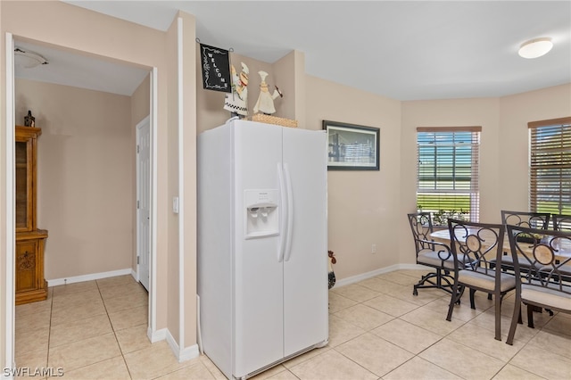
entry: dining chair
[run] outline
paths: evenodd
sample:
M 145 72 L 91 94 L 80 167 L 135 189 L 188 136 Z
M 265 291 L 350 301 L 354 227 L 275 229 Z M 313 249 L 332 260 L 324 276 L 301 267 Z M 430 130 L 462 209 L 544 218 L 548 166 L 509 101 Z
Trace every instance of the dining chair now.
M 434 269 L 434 272 L 421 277 L 414 285 L 412 293 L 418 295 L 420 288 L 438 288 L 451 293 L 452 277 L 450 272 L 454 269 L 454 260 L 448 245 L 434 242 L 430 237 L 434 231 L 432 213 L 415 212 L 407 216 L 412 230 L 417 264 Z
M 502 210 L 501 223 L 526 227 L 529 228 L 547 229 L 550 225 L 550 212 L 508 211 Z
M 476 291 L 493 295 L 495 312 L 495 339 L 501 340 L 501 301 L 516 288 L 516 278 L 509 273 L 494 268 L 494 262 L 501 259 L 505 227 L 502 224 L 474 223 L 448 219 L 451 248 L 454 258 L 454 285 L 446 320 L 451 320 L 454 305 L 461 293 L 458 290 L 470 290 L 470 308 L 476 309 Z
M 527 306 L 527 325 L 534 327 L 534 309 L 548 309 L 571 313 L 571 283 L 562 271 L 571 260 L 571 231 L 526 228 L 508 225 L 508 237 L 515 263 L 516 304 L 508 334 L 508 344 L 513 344 L 517 314 L 522 303 Z M 533 243 L 517 237 L 535 236 Z M 527 268 L 521 270 L 521 262 Z
M 551 214 L 551 222 L 556 231 L 571 231 L 571 215 Z
M 509 224 L 512 226 L 525 227 L 528 228 L 547 229 L 550 226 L 549 212 L 530 212 L 530 211 L 508 211 L 502 210 L 501 223 L 504 226 Z M 501 269 L 513 271 L 514 263 L 512 261 L 509 250 L 505 250 L 501 257 Z M 525 269 L 527 263 L 522 261 L 519 263 L 520 269 Z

▶ _GIVEN PROBLEM_:
Please reproduce the records above verbatim, leaving out the pictures.

▶ _TASK SOLUTION_:
entry: dining chair
[run] outline
paths: evenodd
sample:
M 145 72 L 91 94 L 80 167 L 135 189 L 188 136 Z
M 265 291 L 350 301 L 354 227 L 275 229 Z M 313 249 L 332 260 L 324 276 L 301 267 Z M 430 130 L 462 209 L 544 218 L 548 166 L 509 101 Z
Trace every instance of the dining chair now.
M 434 269 L 434 272 L 421 277 L 414 285 L 412 293 L 418 295 L 420 288 L 438 288 L 451 293 L 452 277 L 450 272 L 454 269 L 454 260 L 448 245 L 434 242 L 430 237 L 434 231 L 432 213 L 415 212 L 407 216 L 412 230 L 417 264 Z
M 502 210 L 501 223 L 526 227 L 529 228 L 547 229 L 550 225 L 550 212 L 508 211 Z
M 476 291 L 493 295 L 495 312 L 495 339 L 501 340 L 501 301 L 516 288 L 516 278 L 509 273 L 494 268 L 494 262 L 501 259 L 505 227 L 502 224 L 474 223 L 448 219 L 451 248 L 454 258 L 454 285 L 446 320 L 451 320 L 454 305 L 461 293 L 458 290 L 470 290 L 470 308 L 476 309 Z
M 527 306 L 527 325 L 534 327 L 534 309 L 548 309 L 571 313 L 571 283 L 562 271 L 571 260 L 571 231 L 526 228 L 508 225 L 508 237 L 515 263 L 516 304 L 508 334 L 508 344 L 513 344 L 517 314 L 522 303 Z M 533 243 L 517 237 L 535 236 Z M 527 268 L 521 270 L 521 262 Z
M 551 214 L 551 222 L 556 231 L 571 231 L 571 215 Z
M 509 224 L 512 226 L 525 227 L 528 228 L 547 229 L 550 226 L 549 212 L 530 212 L 530 211 L 508 211 L 502 210 L 501 223 L 504 226 Z M 501 269 L 513 271 L 514 263 L 512 261 L 509 250 L 505 250 L 501 257 Z M 525 269 L 527 263 L 522 261 L 519 263 L 520 269 Z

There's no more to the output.